- [Entries provided]:
⁂
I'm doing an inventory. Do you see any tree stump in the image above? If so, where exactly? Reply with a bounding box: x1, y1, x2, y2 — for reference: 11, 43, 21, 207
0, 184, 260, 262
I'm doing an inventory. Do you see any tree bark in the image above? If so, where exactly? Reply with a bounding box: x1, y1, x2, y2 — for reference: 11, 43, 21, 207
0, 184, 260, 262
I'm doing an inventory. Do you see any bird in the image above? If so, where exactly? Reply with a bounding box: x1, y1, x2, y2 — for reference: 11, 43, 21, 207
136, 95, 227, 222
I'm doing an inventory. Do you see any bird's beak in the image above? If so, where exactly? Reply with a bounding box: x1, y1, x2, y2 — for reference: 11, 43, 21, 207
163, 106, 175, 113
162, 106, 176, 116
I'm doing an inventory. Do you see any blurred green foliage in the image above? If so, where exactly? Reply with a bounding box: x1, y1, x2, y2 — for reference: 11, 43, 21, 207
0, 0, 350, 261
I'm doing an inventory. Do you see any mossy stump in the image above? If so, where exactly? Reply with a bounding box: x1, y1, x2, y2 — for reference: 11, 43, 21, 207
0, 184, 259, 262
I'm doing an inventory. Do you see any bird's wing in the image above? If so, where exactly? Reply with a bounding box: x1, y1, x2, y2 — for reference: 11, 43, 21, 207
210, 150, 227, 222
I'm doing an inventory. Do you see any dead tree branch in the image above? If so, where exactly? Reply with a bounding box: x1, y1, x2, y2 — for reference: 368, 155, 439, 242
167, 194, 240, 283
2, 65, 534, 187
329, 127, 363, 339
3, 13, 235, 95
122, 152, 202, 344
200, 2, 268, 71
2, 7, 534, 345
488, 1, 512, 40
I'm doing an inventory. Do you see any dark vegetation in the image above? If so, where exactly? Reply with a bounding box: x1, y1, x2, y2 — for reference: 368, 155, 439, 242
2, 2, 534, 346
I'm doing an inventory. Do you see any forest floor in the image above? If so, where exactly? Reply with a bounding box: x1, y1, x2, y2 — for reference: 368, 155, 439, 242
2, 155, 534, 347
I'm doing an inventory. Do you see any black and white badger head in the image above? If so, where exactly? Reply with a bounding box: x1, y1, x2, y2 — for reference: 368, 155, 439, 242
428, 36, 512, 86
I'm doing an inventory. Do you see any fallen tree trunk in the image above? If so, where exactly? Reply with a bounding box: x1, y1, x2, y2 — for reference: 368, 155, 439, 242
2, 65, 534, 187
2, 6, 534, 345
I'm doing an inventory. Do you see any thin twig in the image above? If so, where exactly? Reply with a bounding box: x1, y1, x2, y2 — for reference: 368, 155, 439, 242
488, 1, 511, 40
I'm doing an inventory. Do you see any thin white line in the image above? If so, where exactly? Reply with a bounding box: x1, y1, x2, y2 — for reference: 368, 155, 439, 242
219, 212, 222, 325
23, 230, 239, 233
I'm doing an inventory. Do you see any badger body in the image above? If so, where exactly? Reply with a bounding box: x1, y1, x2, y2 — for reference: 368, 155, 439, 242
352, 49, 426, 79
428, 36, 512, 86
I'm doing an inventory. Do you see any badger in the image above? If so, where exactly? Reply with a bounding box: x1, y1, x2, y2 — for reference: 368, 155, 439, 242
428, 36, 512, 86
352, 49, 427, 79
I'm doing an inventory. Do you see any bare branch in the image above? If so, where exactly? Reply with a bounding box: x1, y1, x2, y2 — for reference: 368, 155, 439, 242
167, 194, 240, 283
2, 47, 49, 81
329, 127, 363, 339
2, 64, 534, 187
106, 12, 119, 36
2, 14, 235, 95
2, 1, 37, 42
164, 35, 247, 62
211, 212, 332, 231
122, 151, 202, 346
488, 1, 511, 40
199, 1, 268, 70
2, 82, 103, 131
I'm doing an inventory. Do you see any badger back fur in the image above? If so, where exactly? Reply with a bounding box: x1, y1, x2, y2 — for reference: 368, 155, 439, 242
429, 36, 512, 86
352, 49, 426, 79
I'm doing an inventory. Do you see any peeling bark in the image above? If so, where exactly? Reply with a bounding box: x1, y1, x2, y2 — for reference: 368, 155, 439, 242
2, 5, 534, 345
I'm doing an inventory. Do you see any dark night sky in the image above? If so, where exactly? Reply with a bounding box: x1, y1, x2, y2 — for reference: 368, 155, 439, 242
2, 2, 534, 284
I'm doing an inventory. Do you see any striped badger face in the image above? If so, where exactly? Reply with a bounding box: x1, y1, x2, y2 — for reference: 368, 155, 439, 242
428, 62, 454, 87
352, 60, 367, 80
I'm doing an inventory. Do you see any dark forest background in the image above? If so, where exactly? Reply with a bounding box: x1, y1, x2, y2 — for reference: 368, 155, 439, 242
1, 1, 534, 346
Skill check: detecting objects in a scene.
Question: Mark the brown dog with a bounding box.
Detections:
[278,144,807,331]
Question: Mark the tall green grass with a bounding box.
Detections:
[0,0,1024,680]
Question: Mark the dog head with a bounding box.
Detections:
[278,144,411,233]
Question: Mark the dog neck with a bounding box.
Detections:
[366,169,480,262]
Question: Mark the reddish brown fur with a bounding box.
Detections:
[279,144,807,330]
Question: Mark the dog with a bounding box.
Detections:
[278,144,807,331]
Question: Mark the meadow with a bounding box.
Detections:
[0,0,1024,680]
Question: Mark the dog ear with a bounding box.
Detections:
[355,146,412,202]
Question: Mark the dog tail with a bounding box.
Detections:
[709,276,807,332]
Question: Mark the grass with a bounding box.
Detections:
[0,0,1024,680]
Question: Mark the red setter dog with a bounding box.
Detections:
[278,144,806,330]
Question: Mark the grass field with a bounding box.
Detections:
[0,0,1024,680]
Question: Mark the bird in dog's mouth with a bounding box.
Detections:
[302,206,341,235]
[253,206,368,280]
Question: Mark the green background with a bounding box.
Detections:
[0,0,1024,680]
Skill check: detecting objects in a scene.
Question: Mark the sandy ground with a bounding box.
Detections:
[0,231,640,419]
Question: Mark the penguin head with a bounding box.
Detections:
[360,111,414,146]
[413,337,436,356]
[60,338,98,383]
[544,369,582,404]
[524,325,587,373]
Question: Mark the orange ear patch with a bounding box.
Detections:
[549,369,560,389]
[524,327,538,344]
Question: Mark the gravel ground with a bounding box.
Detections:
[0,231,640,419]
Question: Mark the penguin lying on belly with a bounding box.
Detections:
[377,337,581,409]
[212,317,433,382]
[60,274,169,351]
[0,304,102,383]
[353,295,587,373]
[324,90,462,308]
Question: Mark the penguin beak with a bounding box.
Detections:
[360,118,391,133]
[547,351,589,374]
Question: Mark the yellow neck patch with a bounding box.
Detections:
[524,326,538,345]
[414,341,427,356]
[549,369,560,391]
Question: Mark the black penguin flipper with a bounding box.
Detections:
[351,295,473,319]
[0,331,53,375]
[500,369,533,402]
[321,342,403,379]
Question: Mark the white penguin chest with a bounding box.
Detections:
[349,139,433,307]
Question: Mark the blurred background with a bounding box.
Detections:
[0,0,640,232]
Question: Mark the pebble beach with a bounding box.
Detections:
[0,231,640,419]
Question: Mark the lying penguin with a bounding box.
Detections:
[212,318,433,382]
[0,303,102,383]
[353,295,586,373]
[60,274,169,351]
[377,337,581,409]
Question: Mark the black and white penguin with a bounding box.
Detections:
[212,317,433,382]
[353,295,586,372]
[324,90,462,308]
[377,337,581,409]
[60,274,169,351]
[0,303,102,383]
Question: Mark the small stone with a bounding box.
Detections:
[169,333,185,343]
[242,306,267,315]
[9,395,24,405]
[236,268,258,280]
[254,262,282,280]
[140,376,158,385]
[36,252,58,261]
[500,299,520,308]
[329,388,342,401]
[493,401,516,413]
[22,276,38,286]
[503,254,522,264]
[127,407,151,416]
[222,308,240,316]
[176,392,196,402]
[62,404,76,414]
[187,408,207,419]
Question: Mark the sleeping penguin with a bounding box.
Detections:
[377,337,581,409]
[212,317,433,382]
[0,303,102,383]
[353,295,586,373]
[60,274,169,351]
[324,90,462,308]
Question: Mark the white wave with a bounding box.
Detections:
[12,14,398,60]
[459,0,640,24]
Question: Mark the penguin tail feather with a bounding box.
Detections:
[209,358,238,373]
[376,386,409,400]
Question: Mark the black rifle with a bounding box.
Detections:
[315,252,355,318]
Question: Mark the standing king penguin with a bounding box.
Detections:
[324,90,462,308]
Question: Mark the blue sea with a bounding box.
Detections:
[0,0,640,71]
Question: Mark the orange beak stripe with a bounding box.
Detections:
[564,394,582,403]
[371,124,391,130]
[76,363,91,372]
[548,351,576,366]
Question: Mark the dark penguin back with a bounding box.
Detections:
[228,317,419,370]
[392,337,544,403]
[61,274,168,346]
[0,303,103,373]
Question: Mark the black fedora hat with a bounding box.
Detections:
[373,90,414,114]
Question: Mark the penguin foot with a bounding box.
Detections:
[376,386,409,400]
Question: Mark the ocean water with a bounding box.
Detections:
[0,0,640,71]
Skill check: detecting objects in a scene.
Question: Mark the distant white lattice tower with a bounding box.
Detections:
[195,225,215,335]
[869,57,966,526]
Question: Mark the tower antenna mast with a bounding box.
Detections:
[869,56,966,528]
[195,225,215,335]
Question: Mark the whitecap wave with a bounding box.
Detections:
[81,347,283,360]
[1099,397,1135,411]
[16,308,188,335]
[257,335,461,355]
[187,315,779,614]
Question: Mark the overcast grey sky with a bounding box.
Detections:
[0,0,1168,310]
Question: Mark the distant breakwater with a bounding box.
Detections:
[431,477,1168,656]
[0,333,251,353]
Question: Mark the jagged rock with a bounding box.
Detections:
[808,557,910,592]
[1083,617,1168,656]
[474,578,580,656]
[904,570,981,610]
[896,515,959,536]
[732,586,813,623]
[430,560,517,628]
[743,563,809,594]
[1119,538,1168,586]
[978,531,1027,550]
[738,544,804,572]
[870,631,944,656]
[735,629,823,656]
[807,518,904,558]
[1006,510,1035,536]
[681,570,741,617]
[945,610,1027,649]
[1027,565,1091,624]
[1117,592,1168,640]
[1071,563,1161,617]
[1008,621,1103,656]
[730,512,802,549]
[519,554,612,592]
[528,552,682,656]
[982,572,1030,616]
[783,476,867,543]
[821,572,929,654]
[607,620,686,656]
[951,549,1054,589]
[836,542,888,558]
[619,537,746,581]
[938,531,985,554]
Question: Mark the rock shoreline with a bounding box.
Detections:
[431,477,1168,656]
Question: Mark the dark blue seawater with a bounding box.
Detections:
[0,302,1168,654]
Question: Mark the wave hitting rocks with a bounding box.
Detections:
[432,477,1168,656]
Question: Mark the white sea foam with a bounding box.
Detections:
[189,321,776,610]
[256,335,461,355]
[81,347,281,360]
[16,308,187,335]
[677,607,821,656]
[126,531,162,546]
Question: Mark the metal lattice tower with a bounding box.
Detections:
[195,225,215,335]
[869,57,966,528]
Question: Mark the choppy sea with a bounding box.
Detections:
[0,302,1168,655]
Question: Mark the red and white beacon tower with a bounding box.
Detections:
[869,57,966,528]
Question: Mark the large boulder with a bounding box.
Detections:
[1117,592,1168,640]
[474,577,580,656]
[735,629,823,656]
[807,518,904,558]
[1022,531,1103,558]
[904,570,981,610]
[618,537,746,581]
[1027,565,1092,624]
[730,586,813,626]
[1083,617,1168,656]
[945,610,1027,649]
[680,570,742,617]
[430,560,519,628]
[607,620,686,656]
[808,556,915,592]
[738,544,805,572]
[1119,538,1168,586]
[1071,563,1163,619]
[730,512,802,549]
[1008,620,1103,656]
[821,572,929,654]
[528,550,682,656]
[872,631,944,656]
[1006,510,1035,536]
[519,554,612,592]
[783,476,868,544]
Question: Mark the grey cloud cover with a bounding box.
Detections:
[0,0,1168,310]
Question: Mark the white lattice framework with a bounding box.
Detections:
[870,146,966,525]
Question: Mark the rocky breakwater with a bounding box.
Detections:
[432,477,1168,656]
⁂
- [Directions for this task]: Put everything from the line containing "I'm doing an inventory. Do you see any thin white" down to the line containing "352, 49, 427, 79" into a two-column CSV with the headers input and output. Each row should pair a line of text with the coordinate lines that follow it, with both fields quoted and line breaks turned into spaces.

- [Full output]:
input,output
"I'm doing an inventory. Do you see any thin white line in the image above? If so, where exactly? Reply with a bounding box: x1, y1, x2, y2 — for reference: 368, 155, 439, 242","219, 212, 222, 325 23, 230, 239, 233"
"I'm doing an inventory. Do you see any badger body in the image above? If so, where exactly? Reply with a bounding box: x1, y1, x2, y2 — for reference: 368, 155, 439, 242","352, 49, 426, 79 428, 36, 512, 86"
"I'm doing an inventory. Do you see any badger in the image above? If so, where exactly? Reply with a bounding box: x1, y1, x2, y2 — for reference: 368, 155, 439, 242","428, 36, 512, 86 352, 49, 427, 79"